| Texto de leitura |
•••••

Lazy_Bear/Getty Images/iStockphoto
Imagem: Lazy_Bear/Getty Images/iStockphoto

Marcella Duarte

Colaboração para Tilt, em São Paulo

06/04/2022 13h47Atualizada em 07/04/2022 18h32

Não era amor, era cilada. Imagine conhecer alguém legal num aplicativo de relacionamento, sair várias vezes com a pessoa... e levar um golpe. Foi o que aconteceu com a profissional de marketing Milena*, 35. Além do coração partido, ela teve um prejuízo financeiro de mais de R$ 3 mil.

O caso dela lembra os relatos do documentário da vez na Netflix: o "Golpista do Tinder", que conta a história de Simon Leviev (pseudônimo), famoso por conhecer mulheres em apps de encontro, seduzi-las, pedir dinheiro emprestado e nunca devolver. Ele teria afanado cerca de US$ 10 milhões —mais de R$ 50 milhões— de suas vítimas.

Uma história (nada) de amor

Quando se divorciou em 2017, Milena baixou aplicativos de encontro pela primeira vez. Foi quando conheceu Gustavo*.

"No primeiro encontro, ficamos conversando a noite inteira, cheguei em casa já amanhecendo", lembra. Aquele date em uma sexta-feira comum já foi um prenúncio do que estava por vir —ela só não sabia ainda.

"A gente foi para um barzinho e ele pedia vários drinks diferentes, coisas caras. Na hora da conta, que deu uns R$ 700, eu paguei metade. Mas o cartão dele não passou. Ele pareceu surpreso, 'nossa, não acredito, fiquei com o cartão da Cláudia, que almoçou comigo hoje no trabalho, devemos ter trocado sem querer'".

Gustavo disse que devolveria o dinheiro, mandou diversas mensagens carinhosas, e eles saíram durante o final de semana. Na segunda, ele enviou um comprovante de depósito em dinheiro no caixa eletrônico. "Eu achei um pouco estranho. Naquela época ainda não tinha Pix, mas todo mundo fazia transferência pela internet. Eu nem conferi a conta para ver se tinha caído ou não."

Os dois continuaram se vendo. "Ele dormiu na minha casa, super atencioso, me levou vários utensílios de cozinha, que eu ainda não tinha, de presente", conta. Logo, o rapaz pediu para namorar com Milena. "Ele estava afoito, mas eu havia acabado de terminar um relacionamento."

A solução foi não oficializar o namoro, mas seguir conhecendo o cara. Eles se adicionaram no Facebook, Instagram e LinkedIn —nesta última, Gustavo dizia ser empresário, que prestava serviços para a operadora Vivo. "De manhã, eu dava carona para ele até próximo do prédio da Vivo — em São Paulo. Ele dizia que entendia de TI [departamento de tecnologia da informação] e de telefonia, e insistia que eu precisava trocar meu celular, que o meu estava muito velho."

•••••

| Lista de exercícios |
(A) Cite o texto sobre o golpe no aplicativo de encontros desde "Marcella Duarte" até "de suas vítimas.", incluindo esse trecho final.
(B) De quanto foi o prejuízo financeiro de Milena, segundo o texto sobre o golpe no aplicativo de encontros?

| Dados extraídos |
•••••

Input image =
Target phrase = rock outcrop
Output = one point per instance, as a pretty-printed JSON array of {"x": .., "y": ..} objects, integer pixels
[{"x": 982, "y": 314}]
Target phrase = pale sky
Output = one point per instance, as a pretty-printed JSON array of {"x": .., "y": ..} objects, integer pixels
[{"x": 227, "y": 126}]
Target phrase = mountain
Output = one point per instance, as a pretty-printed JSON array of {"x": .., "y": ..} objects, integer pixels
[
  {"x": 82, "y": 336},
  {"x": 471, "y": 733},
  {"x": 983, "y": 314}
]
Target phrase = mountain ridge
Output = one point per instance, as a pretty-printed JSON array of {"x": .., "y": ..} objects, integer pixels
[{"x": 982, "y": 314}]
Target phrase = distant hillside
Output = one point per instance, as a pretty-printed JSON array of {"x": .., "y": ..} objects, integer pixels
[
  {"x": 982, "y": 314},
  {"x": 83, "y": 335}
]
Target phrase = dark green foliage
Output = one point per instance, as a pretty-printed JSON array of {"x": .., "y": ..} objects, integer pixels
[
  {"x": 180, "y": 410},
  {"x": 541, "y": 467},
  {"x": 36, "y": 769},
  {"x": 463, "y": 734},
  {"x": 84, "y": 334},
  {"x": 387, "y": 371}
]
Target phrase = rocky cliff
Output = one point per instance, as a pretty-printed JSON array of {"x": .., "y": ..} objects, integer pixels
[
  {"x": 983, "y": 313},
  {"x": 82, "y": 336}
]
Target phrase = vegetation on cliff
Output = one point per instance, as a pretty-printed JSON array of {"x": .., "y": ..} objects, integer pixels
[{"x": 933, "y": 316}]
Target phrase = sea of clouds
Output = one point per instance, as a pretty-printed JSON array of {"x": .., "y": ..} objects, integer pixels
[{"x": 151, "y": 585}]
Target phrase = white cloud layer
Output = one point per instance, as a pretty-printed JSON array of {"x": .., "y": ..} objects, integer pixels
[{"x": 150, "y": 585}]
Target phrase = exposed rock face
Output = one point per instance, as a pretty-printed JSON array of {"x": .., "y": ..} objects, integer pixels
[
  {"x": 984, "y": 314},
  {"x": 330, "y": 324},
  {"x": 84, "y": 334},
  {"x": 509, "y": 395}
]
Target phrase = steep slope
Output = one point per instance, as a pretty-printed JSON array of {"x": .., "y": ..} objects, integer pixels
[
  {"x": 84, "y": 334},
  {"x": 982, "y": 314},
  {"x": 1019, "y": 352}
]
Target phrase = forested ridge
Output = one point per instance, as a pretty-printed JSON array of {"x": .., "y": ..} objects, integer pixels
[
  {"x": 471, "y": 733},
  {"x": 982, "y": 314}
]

•••••

| Respostas |
(A)
Marcella Duarte

Colaboração para Tilt, em São Paulo

06/04/2022 13h47Atualizada em 07/04/2022 18h32

Não era amor, era cilada. Imagine conhecer alguém legal num aplicativo de relacionamento, sair várias vezes com a pessoa... e levar um golpe. Foi o que aconteceu com a profissional de marketing Milena*, 35. Além do coração partido, ela teve um prejuízo financeiro de mais de R$ 3 mil.

O caso dela lembra os relatos do documentário da vez na Netflix: o "Golpista do Tinder", que conta a história de Simon Leviev (pseudônimo), famoso por conhecer mulheres em apps de encontro, seduzi-las, pedir dinheiro emprestado e nunca devolver. Ele teria afanado cerca de US$ 10 milhões —mais de R$ 50 milhões— de suas vítimas.

(B) Mais de R$ 3 mil.